To do:
Your answer should be every line of the records that contains the word "window".

(Beginning of Extracted entries)

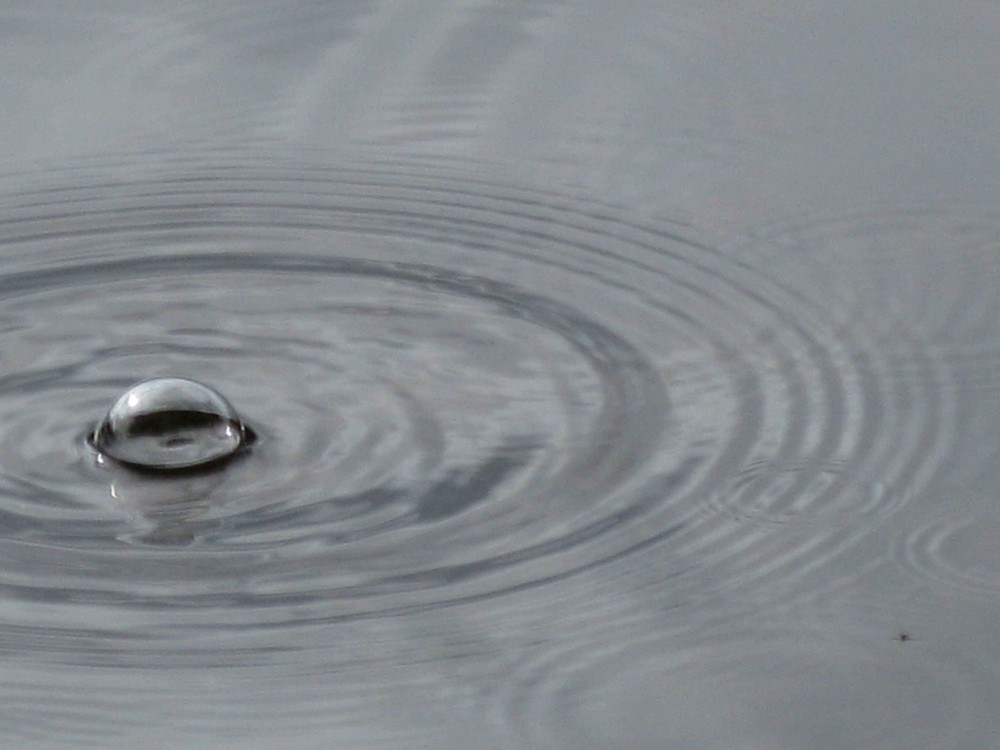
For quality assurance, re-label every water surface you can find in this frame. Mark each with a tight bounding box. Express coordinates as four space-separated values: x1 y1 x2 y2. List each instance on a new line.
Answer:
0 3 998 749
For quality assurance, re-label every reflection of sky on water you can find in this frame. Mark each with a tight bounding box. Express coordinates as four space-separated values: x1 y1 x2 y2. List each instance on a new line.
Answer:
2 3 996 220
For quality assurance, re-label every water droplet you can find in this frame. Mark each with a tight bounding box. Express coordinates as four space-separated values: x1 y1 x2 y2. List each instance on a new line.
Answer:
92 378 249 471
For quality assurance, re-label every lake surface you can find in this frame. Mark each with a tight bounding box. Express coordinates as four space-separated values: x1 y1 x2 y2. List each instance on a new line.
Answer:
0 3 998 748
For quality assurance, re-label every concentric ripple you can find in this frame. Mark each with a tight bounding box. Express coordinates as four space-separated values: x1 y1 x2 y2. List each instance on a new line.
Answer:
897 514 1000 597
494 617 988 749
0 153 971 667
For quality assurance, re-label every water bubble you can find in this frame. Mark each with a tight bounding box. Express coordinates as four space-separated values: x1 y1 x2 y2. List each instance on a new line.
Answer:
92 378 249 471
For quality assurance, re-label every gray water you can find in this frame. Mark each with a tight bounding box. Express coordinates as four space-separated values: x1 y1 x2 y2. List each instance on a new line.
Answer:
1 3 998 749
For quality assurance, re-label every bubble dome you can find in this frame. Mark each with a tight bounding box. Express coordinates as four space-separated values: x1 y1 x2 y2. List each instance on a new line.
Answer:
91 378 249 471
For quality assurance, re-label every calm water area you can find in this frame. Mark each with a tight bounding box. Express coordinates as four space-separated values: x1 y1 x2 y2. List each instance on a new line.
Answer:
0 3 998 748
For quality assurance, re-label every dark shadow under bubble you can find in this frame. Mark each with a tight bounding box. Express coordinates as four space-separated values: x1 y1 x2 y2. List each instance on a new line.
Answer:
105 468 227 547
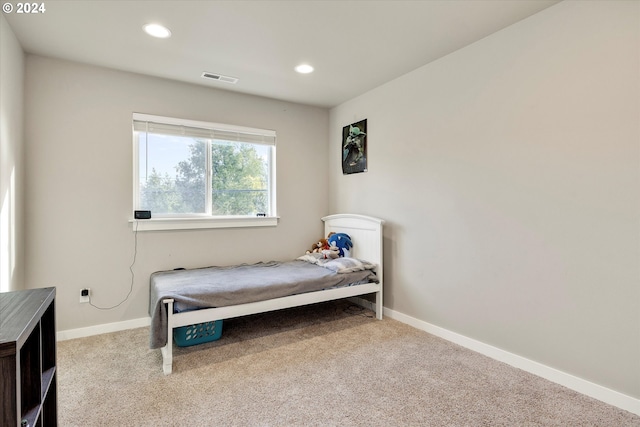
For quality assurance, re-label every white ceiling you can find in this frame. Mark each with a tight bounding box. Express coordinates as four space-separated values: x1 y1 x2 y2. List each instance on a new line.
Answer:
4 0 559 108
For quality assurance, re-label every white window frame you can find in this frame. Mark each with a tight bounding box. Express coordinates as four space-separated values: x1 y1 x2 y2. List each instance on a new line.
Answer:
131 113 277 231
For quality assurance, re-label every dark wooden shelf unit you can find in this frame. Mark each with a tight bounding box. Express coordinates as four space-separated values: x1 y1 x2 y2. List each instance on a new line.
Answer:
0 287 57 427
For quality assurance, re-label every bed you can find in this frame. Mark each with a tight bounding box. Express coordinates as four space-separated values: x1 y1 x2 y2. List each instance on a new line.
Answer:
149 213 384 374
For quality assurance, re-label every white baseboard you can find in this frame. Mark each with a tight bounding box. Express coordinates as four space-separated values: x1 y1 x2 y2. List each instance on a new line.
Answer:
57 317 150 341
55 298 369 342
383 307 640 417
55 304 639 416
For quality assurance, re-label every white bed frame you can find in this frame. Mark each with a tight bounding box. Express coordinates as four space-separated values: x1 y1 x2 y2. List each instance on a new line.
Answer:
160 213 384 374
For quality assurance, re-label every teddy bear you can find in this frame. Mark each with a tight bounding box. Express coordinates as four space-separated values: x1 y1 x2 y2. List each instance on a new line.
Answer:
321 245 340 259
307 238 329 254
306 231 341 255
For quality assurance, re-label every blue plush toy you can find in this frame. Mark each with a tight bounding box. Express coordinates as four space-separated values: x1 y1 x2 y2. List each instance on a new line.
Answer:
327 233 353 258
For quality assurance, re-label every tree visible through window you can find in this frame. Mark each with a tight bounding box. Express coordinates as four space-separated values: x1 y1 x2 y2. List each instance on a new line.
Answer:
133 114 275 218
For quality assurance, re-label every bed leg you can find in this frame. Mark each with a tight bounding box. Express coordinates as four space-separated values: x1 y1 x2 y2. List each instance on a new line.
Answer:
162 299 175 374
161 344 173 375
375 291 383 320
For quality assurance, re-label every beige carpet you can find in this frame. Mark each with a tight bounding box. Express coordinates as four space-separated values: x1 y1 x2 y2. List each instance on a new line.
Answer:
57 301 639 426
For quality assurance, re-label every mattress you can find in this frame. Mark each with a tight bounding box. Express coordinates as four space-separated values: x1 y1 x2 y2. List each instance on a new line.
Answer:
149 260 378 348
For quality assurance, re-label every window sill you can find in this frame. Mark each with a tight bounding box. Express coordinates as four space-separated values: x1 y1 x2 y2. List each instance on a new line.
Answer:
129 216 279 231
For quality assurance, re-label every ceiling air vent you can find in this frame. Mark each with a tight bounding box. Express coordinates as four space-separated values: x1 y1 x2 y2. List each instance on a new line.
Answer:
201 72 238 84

(End of Extracted entries)

Exercise solution:
For quality assurance, re-label every white window frame you can find in this frame. Mark each with a tight bounding box. Express coordinates as four space-separated values: x1 y1 x2 y2. List each instance on a new line.
For quality assurance, re-label every tree visible through window you can find in this frame. Mark each with a tight bounding box. Express coordinates as four space-separated values: x1 y1 x2 y2. List each instance on a new line.
For quality assurance, re-label every window sill you can find in this frame. Mark each with a tight bounding box. Express coordinates as four space-separated values: x1 y1 x2 y2. List each instance on a new line.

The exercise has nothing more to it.